• [What you need to do]: Copy the data below word for word, starting at the line that contains "Place a dot on every instance of the silver subaru" and continuing through the end of the data. Omit any pictures from your copy.

• [Source data]:
----
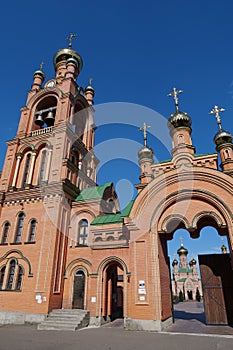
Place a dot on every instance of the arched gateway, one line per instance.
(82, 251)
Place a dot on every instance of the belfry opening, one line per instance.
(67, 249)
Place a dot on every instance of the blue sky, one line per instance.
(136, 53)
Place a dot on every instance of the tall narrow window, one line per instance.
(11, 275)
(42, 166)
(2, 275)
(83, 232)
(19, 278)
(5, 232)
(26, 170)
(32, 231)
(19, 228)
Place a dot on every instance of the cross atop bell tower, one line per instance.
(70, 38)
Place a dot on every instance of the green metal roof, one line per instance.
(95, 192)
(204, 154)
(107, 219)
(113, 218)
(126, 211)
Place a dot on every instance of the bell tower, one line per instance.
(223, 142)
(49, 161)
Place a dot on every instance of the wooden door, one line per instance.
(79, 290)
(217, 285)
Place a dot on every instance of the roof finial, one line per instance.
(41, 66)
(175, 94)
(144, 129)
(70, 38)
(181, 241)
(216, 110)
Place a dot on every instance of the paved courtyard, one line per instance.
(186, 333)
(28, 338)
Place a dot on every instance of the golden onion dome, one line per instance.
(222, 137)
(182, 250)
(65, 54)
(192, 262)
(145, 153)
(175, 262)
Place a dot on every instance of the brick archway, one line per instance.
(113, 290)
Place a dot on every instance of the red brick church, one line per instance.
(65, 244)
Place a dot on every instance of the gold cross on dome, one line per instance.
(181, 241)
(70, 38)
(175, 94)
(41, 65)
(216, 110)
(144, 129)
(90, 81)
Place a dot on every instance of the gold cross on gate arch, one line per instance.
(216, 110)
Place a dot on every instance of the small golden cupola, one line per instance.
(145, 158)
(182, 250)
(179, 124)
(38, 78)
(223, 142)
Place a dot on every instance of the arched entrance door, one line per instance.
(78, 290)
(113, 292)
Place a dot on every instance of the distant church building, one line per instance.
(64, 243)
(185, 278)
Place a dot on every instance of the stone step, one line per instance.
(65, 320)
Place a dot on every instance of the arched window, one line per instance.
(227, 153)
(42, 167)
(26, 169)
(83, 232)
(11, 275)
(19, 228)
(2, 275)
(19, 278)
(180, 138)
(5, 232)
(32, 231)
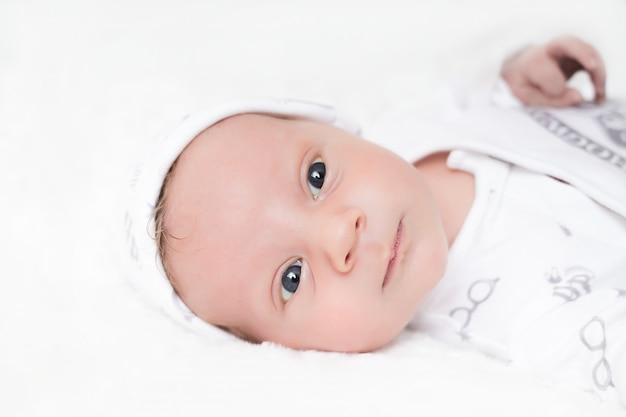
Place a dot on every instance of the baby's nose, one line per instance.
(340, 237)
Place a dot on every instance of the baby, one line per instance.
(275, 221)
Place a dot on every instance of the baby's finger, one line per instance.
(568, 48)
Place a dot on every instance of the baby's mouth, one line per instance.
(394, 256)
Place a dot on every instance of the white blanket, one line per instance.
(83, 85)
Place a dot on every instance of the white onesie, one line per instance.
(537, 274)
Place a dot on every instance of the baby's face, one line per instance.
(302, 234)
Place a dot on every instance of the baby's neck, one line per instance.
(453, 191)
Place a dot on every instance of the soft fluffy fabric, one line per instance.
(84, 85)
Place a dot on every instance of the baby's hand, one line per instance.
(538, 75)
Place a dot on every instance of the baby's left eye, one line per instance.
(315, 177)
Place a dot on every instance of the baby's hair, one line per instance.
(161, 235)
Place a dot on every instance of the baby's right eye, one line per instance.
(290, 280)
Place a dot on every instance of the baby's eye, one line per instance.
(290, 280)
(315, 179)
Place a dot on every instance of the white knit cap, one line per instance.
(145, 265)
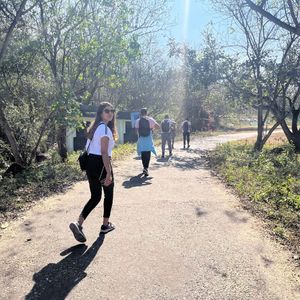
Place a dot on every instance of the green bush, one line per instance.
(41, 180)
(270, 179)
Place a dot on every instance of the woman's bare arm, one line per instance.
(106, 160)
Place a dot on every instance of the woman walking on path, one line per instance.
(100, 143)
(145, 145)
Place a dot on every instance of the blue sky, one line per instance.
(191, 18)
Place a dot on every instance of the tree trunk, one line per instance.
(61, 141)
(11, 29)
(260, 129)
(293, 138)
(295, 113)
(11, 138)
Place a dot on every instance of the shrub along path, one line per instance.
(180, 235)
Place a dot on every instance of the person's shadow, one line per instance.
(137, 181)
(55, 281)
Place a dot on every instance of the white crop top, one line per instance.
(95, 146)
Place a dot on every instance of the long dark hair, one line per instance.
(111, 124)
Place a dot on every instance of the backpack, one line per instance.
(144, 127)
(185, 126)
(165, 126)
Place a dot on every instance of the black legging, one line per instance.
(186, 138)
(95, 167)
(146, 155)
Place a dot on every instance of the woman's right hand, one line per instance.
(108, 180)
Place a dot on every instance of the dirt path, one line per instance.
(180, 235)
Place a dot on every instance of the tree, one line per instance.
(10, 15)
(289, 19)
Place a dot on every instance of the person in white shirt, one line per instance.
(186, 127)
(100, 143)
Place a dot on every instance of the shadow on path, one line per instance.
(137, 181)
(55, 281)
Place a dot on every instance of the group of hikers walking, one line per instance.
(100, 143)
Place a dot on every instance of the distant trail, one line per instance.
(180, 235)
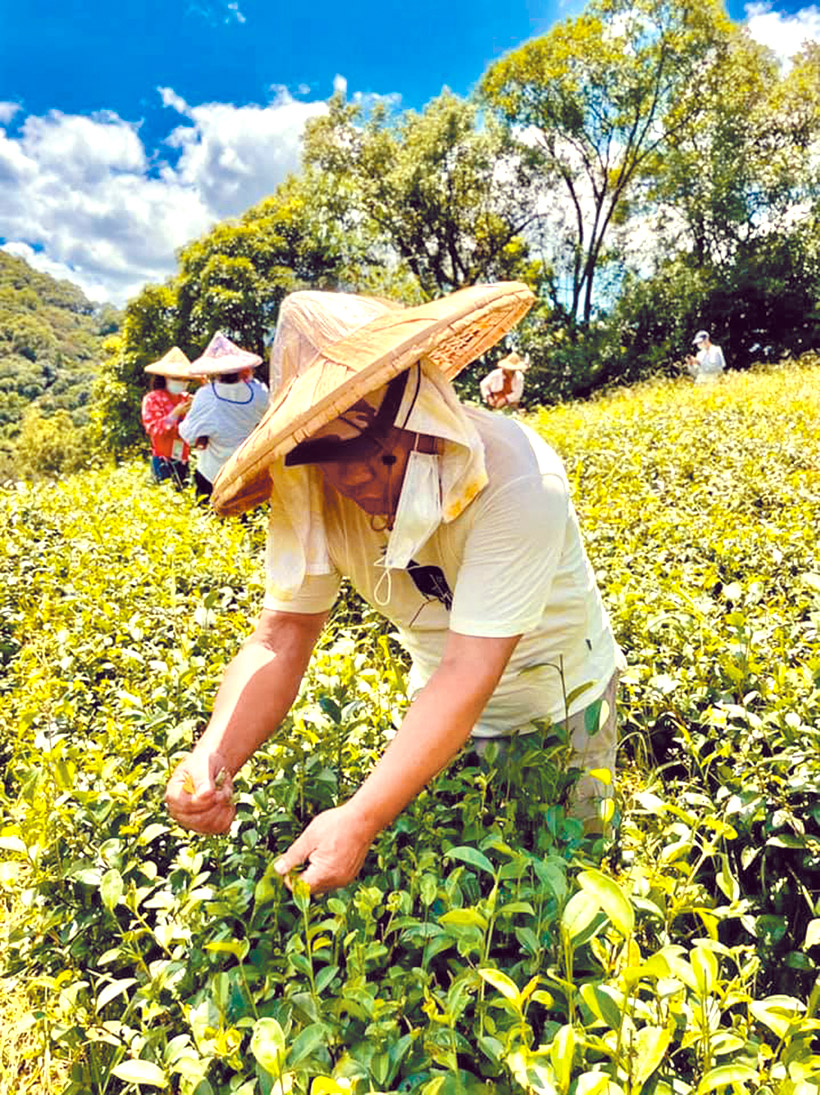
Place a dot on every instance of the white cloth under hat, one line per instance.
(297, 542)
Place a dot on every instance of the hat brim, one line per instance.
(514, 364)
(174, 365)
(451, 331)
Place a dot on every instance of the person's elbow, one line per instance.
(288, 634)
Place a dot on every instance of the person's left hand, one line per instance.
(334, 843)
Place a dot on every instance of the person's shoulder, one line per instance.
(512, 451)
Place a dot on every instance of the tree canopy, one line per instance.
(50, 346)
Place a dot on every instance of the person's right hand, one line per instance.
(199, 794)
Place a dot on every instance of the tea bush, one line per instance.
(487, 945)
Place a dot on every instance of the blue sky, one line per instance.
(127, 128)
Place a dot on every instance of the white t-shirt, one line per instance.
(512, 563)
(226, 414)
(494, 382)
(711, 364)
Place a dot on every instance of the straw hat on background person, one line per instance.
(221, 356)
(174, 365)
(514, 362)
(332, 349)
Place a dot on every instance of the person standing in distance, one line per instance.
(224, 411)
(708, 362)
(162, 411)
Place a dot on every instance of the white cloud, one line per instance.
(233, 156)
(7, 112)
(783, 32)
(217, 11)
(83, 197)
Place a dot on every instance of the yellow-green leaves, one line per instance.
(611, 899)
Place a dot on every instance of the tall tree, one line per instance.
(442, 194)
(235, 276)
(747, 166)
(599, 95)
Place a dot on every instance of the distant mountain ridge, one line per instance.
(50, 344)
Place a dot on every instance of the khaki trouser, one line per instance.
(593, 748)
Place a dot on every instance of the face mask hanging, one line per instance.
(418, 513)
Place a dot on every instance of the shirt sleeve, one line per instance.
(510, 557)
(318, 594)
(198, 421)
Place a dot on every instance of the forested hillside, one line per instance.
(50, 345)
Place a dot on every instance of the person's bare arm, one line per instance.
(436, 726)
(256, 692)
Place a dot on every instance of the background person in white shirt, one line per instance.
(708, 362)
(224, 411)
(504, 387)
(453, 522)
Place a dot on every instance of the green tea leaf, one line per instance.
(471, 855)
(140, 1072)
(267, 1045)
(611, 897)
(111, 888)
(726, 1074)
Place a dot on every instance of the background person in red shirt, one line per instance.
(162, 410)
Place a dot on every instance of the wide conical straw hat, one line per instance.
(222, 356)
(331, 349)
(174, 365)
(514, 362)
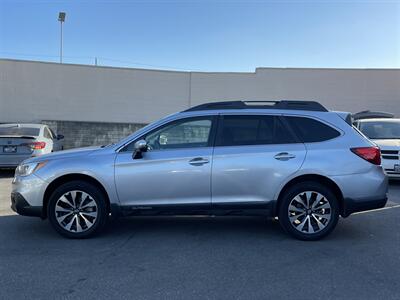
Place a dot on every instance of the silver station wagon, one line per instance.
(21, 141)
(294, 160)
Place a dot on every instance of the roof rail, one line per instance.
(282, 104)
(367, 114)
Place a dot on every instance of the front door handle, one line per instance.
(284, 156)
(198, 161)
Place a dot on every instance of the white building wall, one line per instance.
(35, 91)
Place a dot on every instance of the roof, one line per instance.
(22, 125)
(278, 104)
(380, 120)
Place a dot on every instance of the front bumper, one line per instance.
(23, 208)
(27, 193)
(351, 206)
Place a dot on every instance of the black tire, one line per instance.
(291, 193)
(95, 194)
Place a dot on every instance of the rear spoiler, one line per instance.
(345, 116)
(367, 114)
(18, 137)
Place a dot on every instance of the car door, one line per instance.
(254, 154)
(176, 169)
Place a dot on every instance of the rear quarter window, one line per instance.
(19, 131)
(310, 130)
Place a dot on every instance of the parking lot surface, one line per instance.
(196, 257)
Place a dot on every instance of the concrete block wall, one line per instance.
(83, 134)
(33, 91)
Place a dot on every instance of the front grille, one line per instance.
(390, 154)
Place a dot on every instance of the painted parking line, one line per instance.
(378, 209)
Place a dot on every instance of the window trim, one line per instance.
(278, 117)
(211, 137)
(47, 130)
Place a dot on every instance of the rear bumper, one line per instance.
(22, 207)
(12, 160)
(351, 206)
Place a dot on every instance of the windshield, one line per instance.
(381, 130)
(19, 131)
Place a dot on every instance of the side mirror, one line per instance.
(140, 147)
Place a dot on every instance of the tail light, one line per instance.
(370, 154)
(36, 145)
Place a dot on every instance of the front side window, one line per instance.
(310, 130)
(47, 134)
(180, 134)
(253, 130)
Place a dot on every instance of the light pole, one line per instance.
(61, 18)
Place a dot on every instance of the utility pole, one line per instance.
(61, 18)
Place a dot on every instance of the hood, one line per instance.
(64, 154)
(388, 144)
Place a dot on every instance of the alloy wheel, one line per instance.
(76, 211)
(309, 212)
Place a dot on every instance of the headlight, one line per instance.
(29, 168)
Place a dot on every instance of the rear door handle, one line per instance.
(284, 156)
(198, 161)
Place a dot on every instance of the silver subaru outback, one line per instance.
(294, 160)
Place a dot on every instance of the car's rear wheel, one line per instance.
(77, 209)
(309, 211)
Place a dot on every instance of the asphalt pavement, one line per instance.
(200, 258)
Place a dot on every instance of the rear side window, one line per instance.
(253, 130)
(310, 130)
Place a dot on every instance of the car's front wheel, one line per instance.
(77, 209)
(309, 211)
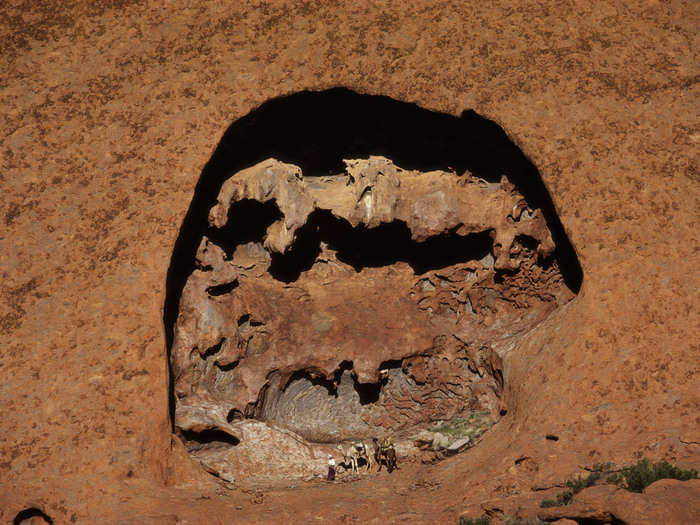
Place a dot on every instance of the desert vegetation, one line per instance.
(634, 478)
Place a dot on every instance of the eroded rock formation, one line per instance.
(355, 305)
----
• [Correct answer]:
Place a dot on every instance of the silver subaru outback, one line per instance.
(294, 160)
Place a dot on every instance of the car's rear wheel, one line per instance.
(77, 209)
(309, 211)
Place a dot on every instance of the asphalt pavement, one line per instance.
(200, 258)
Place a dot on every instance of the rear side window, one line per instance.
(253, 130)
(310, 130)
Place a dot on every instance of the car's front wheel, one line per instance.
(77, 209)
(309, 211)
Place a dot on every instance of the desert vegetation, one line per instance.
(634, 478)
Place a dot on every instance of the eroded rock formation, one line per instance.
(355, 305)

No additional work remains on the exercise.